▸ SHORT PROBLEM
Rewrite every line of the data below, keeping the text lines as they are but increasing each point coordinate by 133. Leave the pictures out of your answer.

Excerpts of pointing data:
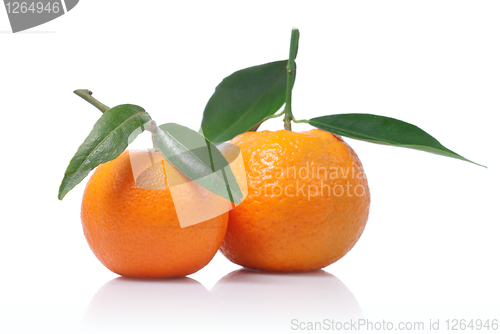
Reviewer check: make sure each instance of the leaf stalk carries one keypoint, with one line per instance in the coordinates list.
(290, 75)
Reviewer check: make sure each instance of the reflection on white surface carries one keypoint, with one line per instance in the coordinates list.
(125, 305)
(242, 301)
(251, 301)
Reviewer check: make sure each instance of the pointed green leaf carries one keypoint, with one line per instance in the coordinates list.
(199, 159)
(110, 136)
(383, 130)
(244, 99)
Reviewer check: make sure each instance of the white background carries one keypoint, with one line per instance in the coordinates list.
(430, 249)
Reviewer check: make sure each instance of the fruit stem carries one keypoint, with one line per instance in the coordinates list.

▸ WRITTEN REPLY
Reviewer check: make sure each instance of the leaf stalk carries one keypoint, with one line per instance in the coordinates list.
(423, 208)
Reviewer check: make sure each instance of the reflection on white surface carries one keypoint, with one line per instance in the coordinates list.
(258, 438)
(375, 434)
(384, 434)
Reviewer check: make sure each instance of the pointed green leaf carries one keypoint, with one line per instance in the coordinates list.
(332, 292)
(243, 269)
(516, 263)
(377, 232)
Reviewer check: make sure each instance of the white background carries one keypoint, with one line per instance in the coordinates list.
(563, 382)
Reviewer check: make sure each instance of the fruit stem carries one keypoint, with one line per instance in the coordinates list.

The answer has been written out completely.